* [Task prompt] Please rewrite the data below as a JSON list of strings, one string per line, leaving out any blank lines.

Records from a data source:
┄┄┄┄┄┄┄┄┄┄┄┄┄┄┄┄┄┄┄┄

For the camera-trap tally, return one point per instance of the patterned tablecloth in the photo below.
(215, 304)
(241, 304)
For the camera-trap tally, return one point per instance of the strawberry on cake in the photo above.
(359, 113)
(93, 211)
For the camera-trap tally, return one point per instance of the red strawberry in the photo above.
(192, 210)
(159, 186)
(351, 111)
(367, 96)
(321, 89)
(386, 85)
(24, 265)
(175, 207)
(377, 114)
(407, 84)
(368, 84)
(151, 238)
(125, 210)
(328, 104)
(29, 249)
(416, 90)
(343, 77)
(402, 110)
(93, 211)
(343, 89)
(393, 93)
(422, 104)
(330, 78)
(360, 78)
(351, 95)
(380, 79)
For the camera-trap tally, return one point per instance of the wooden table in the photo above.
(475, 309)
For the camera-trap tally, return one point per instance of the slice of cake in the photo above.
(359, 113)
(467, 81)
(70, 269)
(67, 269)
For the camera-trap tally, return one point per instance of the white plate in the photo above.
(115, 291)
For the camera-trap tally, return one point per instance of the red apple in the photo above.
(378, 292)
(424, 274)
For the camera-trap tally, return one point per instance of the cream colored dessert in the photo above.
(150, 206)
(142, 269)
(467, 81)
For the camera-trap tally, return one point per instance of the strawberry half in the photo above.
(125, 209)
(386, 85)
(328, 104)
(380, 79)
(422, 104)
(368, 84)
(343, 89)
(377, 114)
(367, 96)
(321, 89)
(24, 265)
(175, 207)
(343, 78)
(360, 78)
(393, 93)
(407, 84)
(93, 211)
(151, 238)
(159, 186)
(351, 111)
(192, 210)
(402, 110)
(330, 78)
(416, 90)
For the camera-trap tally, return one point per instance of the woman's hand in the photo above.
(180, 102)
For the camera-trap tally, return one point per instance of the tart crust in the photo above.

┄┄┄┄┄┄┄┄┄┄┄┄┄┄┄┄┄┄┄┄

* [Solution to the problem]
[
  "For the camera-trap tally, return one point per instance of the patterned tablecloth in the photo below.",
  "(215, 304)",
  "(241, 304)",
  "For the camera-trap tally, return one point per instance of the strawberry on cake in the photo above.",
  "(359, 113)",
  "(93, 211)",
  "For the camera-trap tally, return one point per instance of the red strawberry in the photo above.",
  "(192, 210)",
  "(159, 186)",
  "(351, 111)",
  "(367, 96)",
  "(321, 89)",
  "(386, 85)",
  "(24, 265)",
  "(175, 207)",
  "(377, 114)",
  "(407, 84)",
  "(368, 84)",
  "(151, 238)",
  "(125, 210)",
  "(328, 104)",
  "(29, 249)",
  "(416, 90)",
  "(343, 77)",
  "(402, 110)",
  "(93, 211)",
  "(343, 89)",
  "(393, 93)",
  "(422, 104)",
  "(330, 78)",
  "(360, 78)",
  "(351, 95)",
  "(380, 79)",
  "For the camera-trap tally, return one point per instance of the wooden table in the photo above.",
  "(475, 309)",
  "For the camera-trap tally, return one point per instance of the slice of cake in the photo above.",
  "(359, 113)",
  "(467, 81)",
  "(70, 269)",
  "(67, 269)",
  "For the camera-trap tally, return one point per instance of the white plate in the photo above.",
  "(115, 291)",
  "For the camera-trap tally, return one point per instance of the red apple in the photo above.",
  "(378, 292)",
  "(424, 274)",
  "For the camera-trap tally, return one point per instance of the cream colored dessert in the photo above.",
  "(150, 206)",
  "(142, 269)",
  "(467, 81)",
  "For the camera-trap tally, return one point per instance of the strawberry half in the photo above.",
  "(125, 209)",
  "(386, 85)",
  "(328, 104)",
  "(380, 79)",
  "(422, 104)",
  "(368, 84)",
  "(343, 89)",
  "(377, 114)",
  "(367, 96)",
  "(321, 89)",
  "(24, 265)",
  "(175, 207)",
  "(343, 78)",
  "(360, 78)",
  "(393, 93)",
  "(407, 84)",
  "(93, 211)",
  "(151, 238)",
  "(159, 186)",
  "(351, 111)",
  "(192, 210)",
  "(402, 110)",
  "(330, 78)",
  "(416, 90)",
  "For the camera-trap tally, return one point per instance of the woman's hand in the photo above.",
  "(180, 102)",
  "For the camera-trap tally, return one point per instance of the tart crust in the photo above."
]